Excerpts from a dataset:
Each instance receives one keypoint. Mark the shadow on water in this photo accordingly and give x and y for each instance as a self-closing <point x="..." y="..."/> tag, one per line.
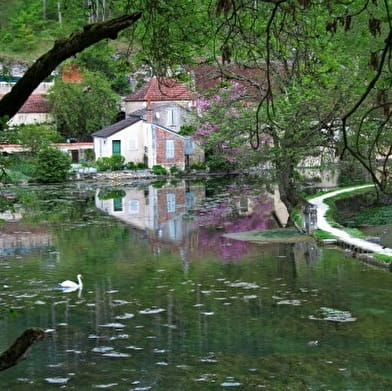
<point x="167" y="300"/>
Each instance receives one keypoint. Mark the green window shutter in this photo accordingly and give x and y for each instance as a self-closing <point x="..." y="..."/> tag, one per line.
<point x="116" y="147"/>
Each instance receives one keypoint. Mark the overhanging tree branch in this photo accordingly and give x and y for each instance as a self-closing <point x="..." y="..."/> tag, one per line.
<point x="62" y="49"/>
<point x="19" y="348"/>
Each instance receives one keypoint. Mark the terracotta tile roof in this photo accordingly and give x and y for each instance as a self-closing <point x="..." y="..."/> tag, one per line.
<point x="36" y="103"/>
<point x="114" y="128"/>
<point x="161" y="90"/>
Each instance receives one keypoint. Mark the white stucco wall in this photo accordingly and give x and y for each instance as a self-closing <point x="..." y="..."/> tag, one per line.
<point x="133" y="141"/>
<point x="29" y="119"/>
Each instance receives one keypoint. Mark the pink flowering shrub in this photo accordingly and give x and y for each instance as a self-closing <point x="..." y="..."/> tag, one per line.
<point x="226" y="120"/>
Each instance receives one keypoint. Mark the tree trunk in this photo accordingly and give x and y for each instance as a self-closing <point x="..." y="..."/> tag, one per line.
<point x="62" y="49"/>
<point x="287" y="189"/>
<point x="20" y="347"/>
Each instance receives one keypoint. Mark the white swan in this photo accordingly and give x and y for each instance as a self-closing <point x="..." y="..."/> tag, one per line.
<point x="71" y="284"/>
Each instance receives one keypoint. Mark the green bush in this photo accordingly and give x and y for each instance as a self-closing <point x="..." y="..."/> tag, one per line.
<point x="198" y="166"/>
<point x="103" y="163"/>
<point x="159" y="170"/>
<point x="174" y="170"/>
<point x="131" y="166"/>
<point x="51" y="165"/>
<point x="113" y="163"/>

* _WHAT IS NEEDED_
What's needed is every record restated exactly, pictures excluded.

* _OUTPUT_
Each instance receives one keypoint. Mark the shadow on water in this photo accordingly and give x and y for each instance as a self-closing <point x="..." y="..."/> tag, one per line.
<point x="167" y="300"/>
Each instance receives one keypoint. Mark the green window shutter in this photo accordingly and give x and y for each instance as a self-closing <point x="..." y="..."/> tag, one per line.
<point x="116" y="147"/>
Each instance receives one keypoint. Mark the overhanging tree branch in this photo accordingly and give x and y for each instance as a self-closing <point x="..." y="..."/> tag, one per line.
<point x="62" y="49"/>
<point x="19" y="348"/>
Each instance receives one keypoint. Mark the terracotta tile roof in this photo accordingly and give x and y for each instance as a self-closing <point x="..." y="..."/> tag, one per line.
<point x="36" y="103"/>
<point x="114" y="128"/>
<point x="161" y="90"/>
Each instance receives one keypoint. Mark the white stucco wall in this photo accordingly and give x and y for each instance as a self-closing <point x="..." y="..."/> tag, one per line.
<point x="133" y="141"/>
<point x="29" y="119"/>
Each instance receives one keypoint. Mark the pink flowering shrub in this photo accordingly and give x and y for each instance as a self-closing <point x="..." y="..."/> tag, one per line.
<point x="226" y="120"/>
Each instance receives one keypoint. Mark the tree trunk in this photo accordingly and give x and y for each instance as a self-closing <point x="..." y="..."/> tag, one per line.
<point x="62" y="49"/>
<point x="287" y="189"/>
<point x="20" y="347"/>
Each instance receives one keypoint. Mark the white swan in this photo accordingly and give x and y for each instance as a self-closing <point x="..." y="..."/> tag, one per line.
<point x="71" y="284"/>
Each instance receives one keypoint. Mark the green bush in this photo accordingly and give x and y for each instance as a self-closing <point x="..." y="..."/> tag, one per line.
<point x="198" y="166"/>
<point x="103" y="163"/>
<point x="159" y="170"/>
<point x="174" y="170"/>
<point x="131" y="166"/>
<point x="51" y="165"/>
<point x="113" y="163"/>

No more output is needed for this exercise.